**Werkgegevens**
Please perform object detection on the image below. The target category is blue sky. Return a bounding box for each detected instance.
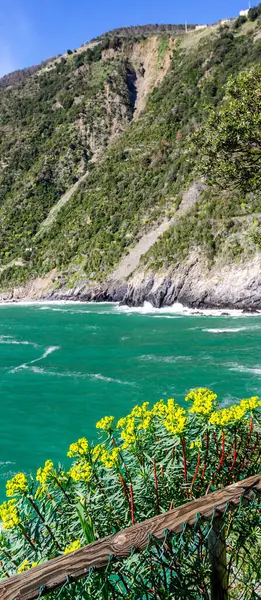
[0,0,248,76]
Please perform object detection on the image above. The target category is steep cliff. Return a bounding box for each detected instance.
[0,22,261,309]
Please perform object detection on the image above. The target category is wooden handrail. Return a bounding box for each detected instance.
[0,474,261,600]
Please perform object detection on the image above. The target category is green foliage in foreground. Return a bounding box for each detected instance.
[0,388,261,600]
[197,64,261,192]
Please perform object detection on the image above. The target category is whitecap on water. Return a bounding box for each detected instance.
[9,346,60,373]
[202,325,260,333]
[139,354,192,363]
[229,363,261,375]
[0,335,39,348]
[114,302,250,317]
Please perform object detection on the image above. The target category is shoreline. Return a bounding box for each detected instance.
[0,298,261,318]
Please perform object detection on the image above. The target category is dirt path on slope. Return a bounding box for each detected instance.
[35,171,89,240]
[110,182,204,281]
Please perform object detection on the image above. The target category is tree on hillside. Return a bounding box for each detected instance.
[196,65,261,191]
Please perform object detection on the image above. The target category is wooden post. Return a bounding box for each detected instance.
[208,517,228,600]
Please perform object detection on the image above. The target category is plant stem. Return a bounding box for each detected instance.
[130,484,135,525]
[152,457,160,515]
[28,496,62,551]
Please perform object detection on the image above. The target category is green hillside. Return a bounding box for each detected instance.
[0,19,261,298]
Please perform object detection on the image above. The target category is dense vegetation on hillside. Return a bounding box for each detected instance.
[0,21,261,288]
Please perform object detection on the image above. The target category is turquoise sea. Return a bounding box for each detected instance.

**Opdracht**
Schrijf alle gegevens hierboven opnieuw uit en wissel daarbij elke keer "bounding box" in voor "enclosing rectangle"; de rest blijft ongewijzigd. Laat de afbeeldingen weg uit je antwoord.

**Uitkomst**
Please perform object detection on the image below. The target category is blue sky. Return a enclosing rectangle for each detected instance.
[0,0,248,76]
Please perform object detection on the image above. The target category is steep cliff. Return a enclosing rectangle for each detected instance.
[0,22,261,309]
Please perform object detection on the image above. The target category is wooden handrail. Return a enclosing rectangle for each detected instance.
[0,474,261,600]
Please perform object detection on the image above. The target category is green foliage in foreground. Return a enclosing rectangle for each detected instance.
[0,388,261,600]
[197,64,261,192]
Please perform object detection on the image above. The target category is whitecap on water. Return a enclosing rectangle for each detected instance.
[9,346,60,373]
[202,325,260,333]
[139,354,192,363]
[229,363,261,375]
[0,335,39,348]
[114,302,250,317]
Please perform object detection on the image above. The target category is shoreline. Return a enclosing rectangle for each detected instance.
[0,298,261,318]
Please perform object detection on the image above. The target category is dirt path on slope. Return a enclosing rectangle for each detected instance.
[35,171,89,240]
[110,182,204,281]
Please perform object detection on the image above. The target category is tree on hillside. Return a enclosing rectangle for each detected instance.
[196,65,261,191]
Please perform object detection on the image above. The target category is wooden post. Return a enclosing rectangle for each detected instance.
[208,517,228,600]
Please perform object detection on the image above. The target category is plant stem. Return a enclosing rectangle for each detected instance.
[130,484,135,525]
[152,457,160,515]
[28,496,62,551]
Please perform object detection on the image above. The target category is green hillside. Return a enclosing rectangle for each detected instance.
[0,19,261,298]
Please perform object detection on the image above. The target category is dense vegetation on hillside. Return a enclosing rectangle for each detected instance.
[0,21,261,288]
Please perform object detection on the image above. The target category is turquoise sea. Return a enclosing rectangle for each detected instance.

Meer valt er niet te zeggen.